## RAW DATA:
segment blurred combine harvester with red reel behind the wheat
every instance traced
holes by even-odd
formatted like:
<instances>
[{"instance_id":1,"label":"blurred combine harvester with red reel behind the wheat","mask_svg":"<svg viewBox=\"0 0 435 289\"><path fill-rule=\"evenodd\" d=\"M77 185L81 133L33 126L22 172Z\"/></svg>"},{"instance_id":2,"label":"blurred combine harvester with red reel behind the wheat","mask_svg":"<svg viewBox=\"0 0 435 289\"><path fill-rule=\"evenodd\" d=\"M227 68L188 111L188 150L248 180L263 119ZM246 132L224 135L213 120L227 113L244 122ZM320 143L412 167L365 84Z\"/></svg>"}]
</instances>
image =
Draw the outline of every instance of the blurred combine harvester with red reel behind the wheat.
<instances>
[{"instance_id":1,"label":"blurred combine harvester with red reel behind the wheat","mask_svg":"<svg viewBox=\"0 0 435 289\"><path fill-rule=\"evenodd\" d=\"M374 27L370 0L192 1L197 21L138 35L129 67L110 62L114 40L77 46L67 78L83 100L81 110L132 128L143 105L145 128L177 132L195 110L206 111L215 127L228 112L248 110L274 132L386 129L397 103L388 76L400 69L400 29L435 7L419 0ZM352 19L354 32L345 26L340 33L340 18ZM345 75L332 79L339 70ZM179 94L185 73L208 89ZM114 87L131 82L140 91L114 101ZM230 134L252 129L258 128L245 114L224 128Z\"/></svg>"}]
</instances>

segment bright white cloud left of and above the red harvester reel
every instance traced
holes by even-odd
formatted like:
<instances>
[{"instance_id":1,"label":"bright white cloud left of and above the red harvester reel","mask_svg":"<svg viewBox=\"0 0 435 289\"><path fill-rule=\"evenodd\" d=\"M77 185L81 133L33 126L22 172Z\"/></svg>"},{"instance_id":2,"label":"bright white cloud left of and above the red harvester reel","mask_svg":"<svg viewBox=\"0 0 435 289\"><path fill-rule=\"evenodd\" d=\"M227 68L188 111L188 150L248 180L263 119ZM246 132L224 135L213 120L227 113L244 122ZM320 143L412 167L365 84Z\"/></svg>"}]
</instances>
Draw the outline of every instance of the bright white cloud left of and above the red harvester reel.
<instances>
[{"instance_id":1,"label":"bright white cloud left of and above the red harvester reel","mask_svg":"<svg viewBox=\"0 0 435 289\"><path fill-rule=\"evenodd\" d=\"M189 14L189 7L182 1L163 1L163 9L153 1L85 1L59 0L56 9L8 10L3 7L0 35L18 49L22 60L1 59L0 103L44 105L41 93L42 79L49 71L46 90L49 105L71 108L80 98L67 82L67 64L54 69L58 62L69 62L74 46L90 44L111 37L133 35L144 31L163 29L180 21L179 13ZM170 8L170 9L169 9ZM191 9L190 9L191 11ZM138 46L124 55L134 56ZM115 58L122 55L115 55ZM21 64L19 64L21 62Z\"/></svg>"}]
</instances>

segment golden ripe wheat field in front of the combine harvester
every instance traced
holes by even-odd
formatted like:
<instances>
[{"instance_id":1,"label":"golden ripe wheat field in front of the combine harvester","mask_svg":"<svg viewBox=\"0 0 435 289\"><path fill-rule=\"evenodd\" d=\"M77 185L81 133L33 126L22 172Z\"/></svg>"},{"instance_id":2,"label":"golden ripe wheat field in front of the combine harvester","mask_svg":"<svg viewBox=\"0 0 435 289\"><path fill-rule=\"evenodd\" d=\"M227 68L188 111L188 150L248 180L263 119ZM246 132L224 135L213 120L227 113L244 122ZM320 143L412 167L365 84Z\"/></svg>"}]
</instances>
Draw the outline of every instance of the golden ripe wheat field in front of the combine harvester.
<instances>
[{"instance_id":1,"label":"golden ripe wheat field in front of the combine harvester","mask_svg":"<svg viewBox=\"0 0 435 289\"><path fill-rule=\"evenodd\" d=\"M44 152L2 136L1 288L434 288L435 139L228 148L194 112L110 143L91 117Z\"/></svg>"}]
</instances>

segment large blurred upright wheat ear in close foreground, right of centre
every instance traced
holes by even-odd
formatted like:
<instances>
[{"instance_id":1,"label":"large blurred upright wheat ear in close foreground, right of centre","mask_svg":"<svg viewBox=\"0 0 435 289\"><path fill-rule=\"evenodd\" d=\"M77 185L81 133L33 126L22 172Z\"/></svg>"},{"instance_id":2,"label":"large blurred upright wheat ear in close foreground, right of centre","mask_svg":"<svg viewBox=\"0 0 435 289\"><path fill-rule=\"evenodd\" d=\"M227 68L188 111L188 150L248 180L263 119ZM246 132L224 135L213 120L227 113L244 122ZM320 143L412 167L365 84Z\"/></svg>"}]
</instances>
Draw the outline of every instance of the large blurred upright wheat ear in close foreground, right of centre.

## WHAT IS EXPECTED:
Transcribe all the material, making sure each line matches the original.

## EXERCISE SOLUTION:
segment blurred combine harvester with red reel behind the wheat
every instance traced
holes by even-odd
formatted like:
<instances>
[{"instance_id":1,"label":"blurred combine harvester with red reel behind the wheat","mask_svg":"<svg viewBox=\"0 0 435 289\"><path fill-rule=\"evenodd\" d=\"M77 185L81 133L33 126L22 172Z\"/></svg>"},{"instance_id":2,"label":"blurred combine harvester with red reel behind the wheat","mask_svg":"<svg viewBox=\"0 0 435 289\"><path fill-rule=\"evenodd\" d=\"M227 68L188 111L188 150L248 180L263 119ZM246 132L224 135L213 120L227 113L244 122ZM320 143L412 167L365 84Z\"/></svg>"}]
</instances>
image =
Draw the outline of every instance of the blurred combine harvester with red reel behind the wheat.
<instances>
[{"instance_id":1,"label":"blurred combine harvester with red reel behind the wheat","mask_svg":"<svg viewBox=\"0 0 435 289\"><path fill-rule=\"evenodd\" d=\"M374 27L370 0L192 1L197 21L138 35L129 67L110 62L114 40L77 46L67 78L83 100L81 110L132 128L143 105L145 128L177 132L195 110L206 111L215 127L228 112L248 110L274 132L386 129L397 103L388 76L400 69L400 29L435 7L419 0ZM352 19L354 32L345 26L340 33L340 18ZM345 75L332 79L339 70ZM179 94L185 73L208 89ZM114 87L131 82L140 91L114 101ZM230 134L252 129L258 128L245 114L224 128Z\"/></svg>"}]
</instances>

segment bright white cloud left of and above the red harvester reel
every instance traced
holes by even-odd
formatted like:
<instances>
[{"instance_id":1,"label":"bright white cloud left of and above the red harvester reel","mask_svg":"<svg viewBox=\"0 0 435 289\"><path fill-rule=\"evenodd\" d=\"M77 185L81 133L33 126L22 172Z\"/></svg>"},{"instance_id":2,"label":"bright white cloud left of and above the red harvester reel","mask_svg":"<svg viewBox=\"0 0 435 289\"><path fill-rule=\"evenodd\" d=\"M227 68L188 111L188 150L248 180L263 119ZM246 132L224 135L213 120L227 113L244 122ZM320 143L412 167L365 84Z\"/></svg>"}]
</instances>
Draw the outline of every instance of the bright white cloud left of and above the red harvester reel.
<instances>
[{"instance_id":1,"label":"bright white cloud left of and above the red harvester reel","mask_svg":"<svg viewBox=\"0 0 435 289\"><path fill-rule=\"evenodd\" d=\"M189 14L189 7L182 1L163 1L163 9L153 1L85 1L59 0L56 9L8 10L3 7L0 35L18 49L22 60L1 59L0 103L44 105L41 93L42 79L49 71L46 90L49 105L71 108L80 98L67 82L67 64L54 69L58 62L69 62L74 46L90 44L111 37L133 35L144 31L163 29L180 21L179 13ZM170 8L170 9L169 9ZM191 9L190 9L191 11ZM138 46L124 55L134 56ZM115 58L122 55L115 55ZM21 64L19 64L21 62Z\"/></svg>"}]
</instances>

segment golden ripe wheat field in front of the combine harvester
every instance traced
holes by even-odd
formatted like:
<instances>
[{"instance_id":1,"label":"golden ripe wheat field in front of the combine harvester","mask_svg":"<svg viewBox=\"0 0 435 289\"><path fill-rule=\"evenodd\" d=\"M77 185L81 133L33 126L22 172Z\"/></svg>"},{"instance_id":2,"label":"golden ripe wheat field in front of the combine harvester","mask_svg":"<svg viewBox=\"0 0 435 289\"><path fill-rule=\"evenodd\" d=\"M227 68L188 111L188 150L248 180L263 119ZM246 132L224 135L213 120L227 113L244 122ZM320 143L412 167L365 84Z\"/></svg>"}]
</instances>
Draw the outline of every instance of the golden ripe wheat field in front of the combine harvester.
<instances>
[{"instance_id":1,"label":"golden ripe wheat field in front of the combine harvester","mask_svg":"<svg viewBox=\"0 0 435 289\"><path fill-rule=\"evenodd\" d=\"M44 152L2 136L1 288L434 288L435 139L228 148L194 112L110 143L91 117Z\"/></svg>"}]
</instances>

segment large blurred upright wheat ear in close foreground, right of centre
every instance traced
holes by even-odd
formatted like:
<instances>
[{"instance_id":1,"label":"large blurred upright wheat ear in close foreground, right of centre","mask_svg":"<svg viewBox=\"0 0 435 289\"><path fill-rule=\"evenodd\" d=\"M77 185L81 133L33 126L22 172Z\"/></svg>"},{"instance_id":2,"label":"large blurred upright wheat ear in close foreground, right of centre","mask_svg":"<svg viewBox=\"0 0 435 289\"><path fill-rule=\"evenodd\" d=\"M227 68L188 111L188 150L248 180L263 119ZM246 132L224 135L213 120L227 113L244 122ZM320 143L412 167L365 84Z\"/></svg>"}]
</instances>
Draw the outline of every instance of the large blurred upright wheat ear in close foreground, right of centre.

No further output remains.